# [Task details]
Repeat the material in full. Keep every line exactly as it is.

# [Data to use]
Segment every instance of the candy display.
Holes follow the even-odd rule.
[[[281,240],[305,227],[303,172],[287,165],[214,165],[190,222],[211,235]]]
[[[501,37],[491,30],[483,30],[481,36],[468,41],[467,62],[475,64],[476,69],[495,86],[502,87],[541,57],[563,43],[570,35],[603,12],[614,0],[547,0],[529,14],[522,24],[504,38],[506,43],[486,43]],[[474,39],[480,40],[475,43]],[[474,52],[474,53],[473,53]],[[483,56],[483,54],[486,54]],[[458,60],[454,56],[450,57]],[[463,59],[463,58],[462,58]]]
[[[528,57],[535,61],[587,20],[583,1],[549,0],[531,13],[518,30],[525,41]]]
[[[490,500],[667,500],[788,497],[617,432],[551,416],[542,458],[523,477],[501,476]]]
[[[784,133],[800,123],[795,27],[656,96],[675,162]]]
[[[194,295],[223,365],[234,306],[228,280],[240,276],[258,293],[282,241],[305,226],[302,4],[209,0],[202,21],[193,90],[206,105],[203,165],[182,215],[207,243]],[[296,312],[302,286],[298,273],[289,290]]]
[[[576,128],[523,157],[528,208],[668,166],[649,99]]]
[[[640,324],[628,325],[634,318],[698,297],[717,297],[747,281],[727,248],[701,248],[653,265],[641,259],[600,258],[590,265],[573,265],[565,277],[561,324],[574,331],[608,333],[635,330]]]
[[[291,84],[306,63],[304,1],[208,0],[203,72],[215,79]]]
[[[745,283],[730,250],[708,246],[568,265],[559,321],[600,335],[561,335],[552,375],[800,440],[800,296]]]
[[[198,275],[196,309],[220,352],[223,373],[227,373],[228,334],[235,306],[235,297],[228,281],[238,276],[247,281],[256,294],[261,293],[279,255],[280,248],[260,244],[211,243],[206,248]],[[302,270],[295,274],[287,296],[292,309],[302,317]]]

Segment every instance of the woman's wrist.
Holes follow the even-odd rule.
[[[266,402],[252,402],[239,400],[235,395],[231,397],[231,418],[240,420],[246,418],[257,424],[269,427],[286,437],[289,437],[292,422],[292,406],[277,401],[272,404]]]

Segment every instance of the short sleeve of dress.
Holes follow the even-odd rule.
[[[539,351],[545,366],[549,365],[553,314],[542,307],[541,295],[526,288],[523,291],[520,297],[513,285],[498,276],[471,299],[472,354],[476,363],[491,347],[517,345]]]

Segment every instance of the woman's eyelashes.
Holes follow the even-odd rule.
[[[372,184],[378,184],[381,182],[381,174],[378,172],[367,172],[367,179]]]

# [Task response]
Segment every instance of the candy display.
Holes follow the even-odd rule.
[[[281,240],[305,227],[303,172],[287,165],[214,165],[190,222],[211,235]]]
[[[501,37],[491,30],[483,30],[481,36],[468,41],[467,62],[475,64],[476,69],[495,86],[502,87],[541,57],[563,43],[570,35],[603,12],[614,0],[547,0],[529,14],[522,24],[504,38],[506,43],[486,43]],[[474,39],[480,40],[475,43]],[[474,52],[474,53],[473,53]],[[483,56],[483,54],[486,54]],[[458,60],[454,56],[450,57]],[[463,59],[463,58],[462,58]]]
[[[528,57],[535,61],[587,20],[583,1],[549,0],[531,13],[518,30],[525,41]]]
[[[490,500],[667,500],[788,497],[617,432],[551,416],[542,458],[523,477],[501,476]]]
[[[784,133],[800,123],[795,27],[656,96],[675,162]]]
[[[194,295],[223,365],[234,306],[228,280],[240,276],[258,293],[282,241],[305,226],[302,4],[209,0],[202,21],[193,90],[206,105],[203,165],[182,215],[207,243]],[[296,312],[302,286],[298,273],[289,290]]]
[[[576,128],[523,157],[528,208],[668,166],[649,99]]]
[[[640,324],[628,325],[634,318],[698,297],[717,297],[747,281],[727,248],[701,248],[653,265],[641,259],[600,258],[590,265],[573,265],[565,277],[561,324],[574,331],[608,333],[635,330]]]
[[[291,84],[306,63],[304,1],[208,0],[203,72],[215,79]]]
[[[745,283],[730,250],[708,246],[568,265],[559,321],[600,335],[561,335],[552,375],[800,440],[800,296]]]
[[[198,275],[196,309],[220,352],[223,373],[227,373],[228,334],[235,306],[235,297],[228,281],[238,276],[247,281],[256,294],[261,293],[279,255],[280,248],[260,244],[211,243],[206,248]],[[302,270],[295,274],[287,296],[292,309],[302,317]]]

Segment every instance of the woman's wrist.
Holes follow the even-odd rule.
[[[266,402],[252,402],[239,400],[235,395],[231,397],[231,418],[240,420],[246,418],[257,424],[269,427],[286,437],[289,437],[292,422],[292,406],[277,401],[272,404]]]

Segment every instance of the short sleeve of dress.
Holes follow the even-odd rule.
[[[539,351],[545,366],[549,365],[553,314],[542,307],[541,295],[526,288],[523,291],[520,297],[513,285],[498,276],[471,299],[472,354],[476,363],[491,347],[517,345]]]

Segment every instance of the woman's eyelashes.
Holes follow the even-odd rule.
[[[372,184],[378,184],[381,182],[381,174],[378,172],[367,172],[367,179]]]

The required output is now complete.